[Outline items for labeled areas]

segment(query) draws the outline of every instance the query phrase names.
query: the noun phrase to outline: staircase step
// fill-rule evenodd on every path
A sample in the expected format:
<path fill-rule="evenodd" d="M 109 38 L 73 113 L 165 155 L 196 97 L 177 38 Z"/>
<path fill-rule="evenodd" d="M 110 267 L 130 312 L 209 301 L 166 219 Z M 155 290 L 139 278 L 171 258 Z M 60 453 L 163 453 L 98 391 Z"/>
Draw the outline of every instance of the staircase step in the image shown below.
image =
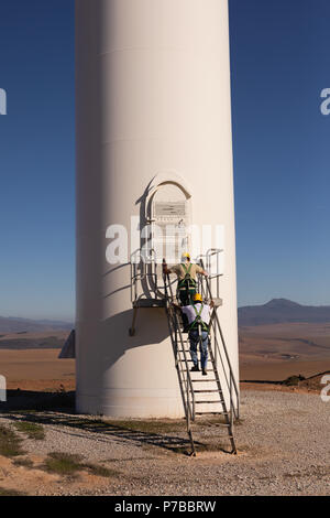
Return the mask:
<path fill-rule="evenodd" d="M 222 412 L 195 412 L 196 416 L 223 416 Z M 230 427 L 230 423 L 218 423 L 217 427 Z"/>
<path fill-rule="evenodd" d="M 219 393 L 219 390 L 213 389 L 213 390 L 194 390 L 195 393 L 211 393 L 211 392 L 217 392 Z"/>
<path fill-rule="evenodd" d="M 213 401 L 195 401 L 195 404 L 219 404 L 222 401 L 220 400 L 213 400 Z"/>

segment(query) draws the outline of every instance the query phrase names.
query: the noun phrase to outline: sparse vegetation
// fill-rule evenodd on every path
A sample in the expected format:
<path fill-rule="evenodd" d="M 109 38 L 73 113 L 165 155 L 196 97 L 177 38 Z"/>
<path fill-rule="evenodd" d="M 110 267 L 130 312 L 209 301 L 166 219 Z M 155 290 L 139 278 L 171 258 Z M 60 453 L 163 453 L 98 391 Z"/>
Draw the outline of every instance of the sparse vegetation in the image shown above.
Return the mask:
<path fill-rule="evenodd" d="M 84 464 L 84 467 L 88 470 L 89 473 L 96 476 L 110 477 L 117 474 L 117 472 L 114 472 L 113 470 L 109 470 L 108 467 L 99 466 L 97 464 Z"/>
<path fill-rule="evenodd" d="M 47 472 L 56 473 L 58 475 L 75 475 L 76 473 L 86 470 L 96 476 L 110 477 L 116 475 L 116 472 L 108 467 L 97 464 L 85 464 L 81 461 L 81 455 L 53 452 L 48 453 L 43 467 Z"/>
<path fill-rule="evenodd" d="M 14 427 L 19 432 L 25 433 L 29 439 L 34 439 L 35 441 L 42 441 L 45 439 L 45 432 L 41 424 L 29 421 L 19 421 L 14 423 Z"/>
<path fill-rule="evenodd" d="M 33 462 L 31 461 L 31 458 L 28 458 L 28 457 L 15 458 L 15 460 L 13 461 L 13 464 L 14 464 L 15 466 L 33 467 Z"/>
<path fill-rule="evenodd" d="M 21 446 L 22 440 L 12 430 L 0 424 L 0 455 L 15 457 L 25 452 Z"/>
<path fill-rule="evenodd" d="M 0 487 L 0 496 L 26 496 L 26 494 L 16 492 L 14 489 L 4 489 L 3 487 Z"/>
<path fill-rule="evenodd" d="M 50 473 L 74 475 L 82 468 L 81 458 L 72 453 L 53 452 L 48 453 L 43 467 Z"/>

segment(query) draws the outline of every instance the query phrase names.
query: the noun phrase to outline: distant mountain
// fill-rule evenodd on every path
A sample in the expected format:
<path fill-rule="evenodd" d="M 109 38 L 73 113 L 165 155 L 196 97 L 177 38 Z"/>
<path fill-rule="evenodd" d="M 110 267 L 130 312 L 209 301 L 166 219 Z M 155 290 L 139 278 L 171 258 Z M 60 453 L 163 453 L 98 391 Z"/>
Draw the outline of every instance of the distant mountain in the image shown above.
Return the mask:
<path fill-rule="evenodd" d="M 264 305 L 239 307 L 240 326 L 287 322 L 330 322 L 330 306 L 301 305 L 287 299 L 273 299 Z"/>
<path fill-rule="evenodd" d="M 73 324 L 52 320 L 29 320 L 0 316 L 0 333 L 36 333 L 44 331 L 69 331 Z"/>

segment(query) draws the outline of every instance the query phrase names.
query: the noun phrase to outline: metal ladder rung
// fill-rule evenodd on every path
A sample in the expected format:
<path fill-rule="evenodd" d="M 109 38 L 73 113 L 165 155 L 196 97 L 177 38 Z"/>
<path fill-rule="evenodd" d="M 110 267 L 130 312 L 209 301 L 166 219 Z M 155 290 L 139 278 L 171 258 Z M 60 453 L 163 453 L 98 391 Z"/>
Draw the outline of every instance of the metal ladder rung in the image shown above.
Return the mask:
<path fill-rule="evenodd" d="M 219 404 L 221 403 L 222 401 L 218 400 L 213 400 L 213 401 L 195 401 L 195 404 Z M 227 413 L 227 412 L 226 412 Z M 222 414 L 224 416 L 226 414 L 224 412 L 222 412 Z"/>
<path fill-rule="evenodd" d="M 219 393 L 219 390 L 213 389 L 213 390 L 194 390 L 195 393 L 211 393 L 211 392 L 217 392 Z"/>
<path fill-rule="evenodd" d="M 224 416 L 220 412 L 195 412 L 196 416 Z M 230 423 L 219 423 L 220 427 L 230 427 Z"/>

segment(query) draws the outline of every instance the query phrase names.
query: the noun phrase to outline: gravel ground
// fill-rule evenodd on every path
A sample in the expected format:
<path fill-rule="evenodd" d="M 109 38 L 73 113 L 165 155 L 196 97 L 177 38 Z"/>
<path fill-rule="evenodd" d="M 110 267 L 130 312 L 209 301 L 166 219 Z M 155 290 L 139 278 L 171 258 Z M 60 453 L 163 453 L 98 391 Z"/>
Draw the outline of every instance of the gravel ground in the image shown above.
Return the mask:
<path fill-rule="evenodd" d="M 77 453 L 118 473 L 90 489 L 57 486 L 56 495 L 330 495 L 330 403 L 317 395 L 246 390 L 241 413 L 242 423 L 235 427 L 239 455 L 176 453 L 176 445 L 186 444 L 184 428 L 151 433 L 112 421 L 99 432 L 92 418 L 55 412 L 32 414 L 44 423 L 46 440 L 24 440 L 24 449 L 40 456 Z M 0 422 L 16 419 L 3 416 Z M 220 432 L 219 440 L 219 427 L 202 424 L 196 439 L 228 445 L 224 430 Z"/>

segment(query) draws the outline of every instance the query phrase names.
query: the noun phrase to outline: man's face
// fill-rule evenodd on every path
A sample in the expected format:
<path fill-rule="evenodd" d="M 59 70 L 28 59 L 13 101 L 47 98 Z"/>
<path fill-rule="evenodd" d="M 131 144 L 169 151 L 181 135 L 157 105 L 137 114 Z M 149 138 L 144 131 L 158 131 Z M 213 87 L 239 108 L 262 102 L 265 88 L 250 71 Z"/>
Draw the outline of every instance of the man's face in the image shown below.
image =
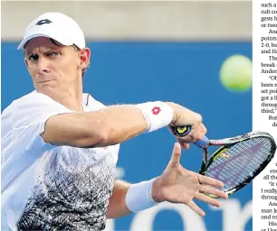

Given request:
Repeat the listing above line for line, leaving out the pictures.

Output for this exercise:
segment(query) draws the outline of every instance the query phrase names.
query: the noun phrase to outline: staircase step
// fill-rule evenodd on every path
A sample in the expected format:
<path fill-rule="evenodd" d="M 109 38 L 73 113 L 165 155 L 196 97 L 177 38 Z"/>
<path fill-rule="evenodd" d="M 110 267 L 130 312 L 209 301 L 166 219 Z M 155 290 L 139 278 L 171 258 Z M 60 453 L 163 453 L 98 391 Z"/>
Draw the outline of every instance of the staircase step in the image shown below.
image =
Return the mask:
<path fill-rule="evenodd" d="M 222 412 L 195 412 L 196 416 L 223 416 Z M 230 427 L 230 423 L 218 423 L 217 427 Z"/>
<path fill-rule="evenodd" d="M 219 393 L 219 390 L 213 389 L 213 390 L 194 390 L 195 393 L 211 393 L 211 392 L 217 392 Z"/>
<path fill-rule="evenodd" d="M 213 401 L 195 401 L 195 404 L 219 404 L 222 401 L 220 400 L 213 400 Z"/>

segment(query) draws the outline of every instance the query phrase names.
query: the noun phrase to outline: sparse vegetation
// fill-rule evenodd on every path
A sample in the expected format:
<path fill-rule="evenodd" d="M 109 38 L 73 113 L 165 155 L 196 97 L 177 38 Z"/>
<path fill-rule="evenodd" d="M 110 267 L 130 312 L 209 301 L 166 219 Z M 155 290 L 139 278 L 171 258 Z M 60 453 L 163 453 L 98 391 Z"/>
Draw the outline of every instance of the sparse vegetation in the image shown above.
Return the mask:
<path fill-rule="evenodd" d="M 84 464 L 84 467 L 88 470 L 89 473 L 96 476 L 110 477 L 117 474 L 117 472 L 114 472 L 113 470 L 109 470 L 108 467 L 99 466 L 97 464 Z"/>
<path fill-rule="evenodd" d="M 47 472 L 56 473 L 58 475 L 75 475 L 76 473 L 86 470 L 96 476 L 110 477 L 116 475 L 116 472 L 108 467 L 97 464 L 85 464 L 81 461 L 81 455 L 53 452 L 48 453 L 43 467 Z"/>
<path fill-rule="evenodd" d="M 14 427 L 19 432 L 25 433 L 29 439 L 34 439 L 35 441 L 42 441 L 45 439 L 45 432 L 41 424 L 29 421 L 19 421 L 14 423 Z"/>
<path fill-rule="evenodd" d="M 33 462 L 31 461 L 31 458 L 28 458 L 28 457 L 15 458 L 15 460 L 13 461 L 13 464 L 14 464 L 15 466 L 33 467 Z"/>
<path fill-rule="evenodd" d="M 21 446 L 22 440 L 12 430 L 0 424 L 0 455 L 15 457 L 25 452 Z"/>
<path fill-rule="evenodd" d="M 0 487 L 0 496 L 26 496 L 26 494 L 16 492 L 14 489 L 4 489 L 3 487 Z"/>
<path fill-rule="evenodd" d="M 50 473 L 74 475 L 82 468 L 81 458 L 72 453 L 53 452 L 48 453 L 43 467 Z"/>

segment(query) draws the outline of every instance the query phrase names.
query: the noun phrase to outline: distant mountain
// fill-rule evenodd on every path
A sample in the expected format:
<path fill-rule="evenodd" d="M 109 38 L 73 113 L 165 155 L 196 97 L 177 38 Z"/>
<path fill-rule="evenodd" d="M 110 267 L 130 312 L 209 301 L 166 219 Z M 155 290 L 139 278 L 171 258 Z M 60 453 L 163 453 L 98 391 Z"/>
Draw the outline of every instance of the distant mountain in the image shown above.
Return the mask:
<path fill-rule="evenodd" d="M 264 305 L 239 307 L 240 326 L 287 322 L 330 322 L 330 306 L 301 305 L 287 299 L 273 299 Z"/>
<path fill-rule="evenodd" d="M 73 324 L 52 320 L 29 320 L 0 316 L 0 333 L 36 333 L 44 331 L 69 331 Z"/>

segment(query) draws the outline of every instance the query phrase names.
query: the noun phrase to outline: metal ladder rung
// fill-rule evenodd on every path
A sample in the expected format:
<path fill-rule="evenodd" d="M 109 38 L 73 113 L 165 155 L 196 97 L 177 38 Z"/>
<path fill-rule="evenodd" d="M 110 267 L 130 312 L 209 301 L 166 219 Z M 155 290 L 139 278 L 171 258 Z M 60 453 L 163 453 L 98 391 Z"/>
Draw the outline of every instance of the metal ladder rung in the image shown above.
Return the mask:
<path fill-rule="evenodd" d="M 219 404 L 221 403 L 222 401 L 218 400 L 213 400 L 213 401 L 195 401 L 195 404 Z M 227 413 L 227 412 L 226 412 Z M 222 414 L 224 416 L 226 414 L 224 412 L 222 412 Z"/>
<path fill-rule="evenodd" d="M 219 393 L 219 390 L 213 389 L 213 390 L 194 390 L 195 393 L 211 393 L 211 392 L 217 392 Z"/>
<path fill-rule="evenodd" d="M 224 416 L 220 412 L 195 412 L 196 416 Z M 230 423 L 219 423 L 220 427 L 230 427 Z"/>

segment(query) draws the outline of every instance the query phrase names.
query: the noun phrase to outline: gravel ground
// fill-rule evenodd on every path
A sample in the expected format:
<path fill-rule="evenodd" d="M 109 38 L 73 113 L 165 155 L 196 97 L 177 38 Z"/>
<path fill-rule="evenodd" d="M 110 267 L 130 312 L 209 301 L 166 219 Z M 155 290 L 139 278 L 171 258 Z M 60 453 L 163 453 L 98 391 Z"/>
Draw the outline of every instance of the gravel ground in the image shown above.
Return the mask:
<path fill-rule="evenodd" d="M 77 453 L 118 473 L 90 489 L 57 486 L 56 495 L 330 495 L 330 403 L 317 395 L 246 390 L 241 413 L 242 423 L 235 427 L 239 455 L 176 453 L 176 445 L 186 444 L 184 428 L 151 433 L 112 421 L 99 432 L 92 418 L 55 412 L 32 414 L 44 423 L 46 440 L 24 440 L 24 449 L 40 456 Z M 0 422 L 16 419 L 3 416 Z M 220 432 L 219 440 L 219 427 L 202 424 L 196 439 L 228 445 L 224 430 Z"/>

segment(query) draws the outline of every instance the query phrase names.
query: the noun phrase to outline: man's face
// fill-rule evenodd on every path
A sample in the expected format:
<path fill-rule="evenodd" d="M 59 70 L 28 59 L 13 101 L 47 98 Z"/>
<path fill-rule="evenodd" d="M 131 144 L 169 151 L 181 135 L 157 105 L 137 114 Z M 149 138 L 144 131 L 158 131 Z M 213 87 L 239 108 L 262 102 L 265 88 L 250 71 Z"/>
Draw the outline of every instance of the man's face in the image shown below.
image =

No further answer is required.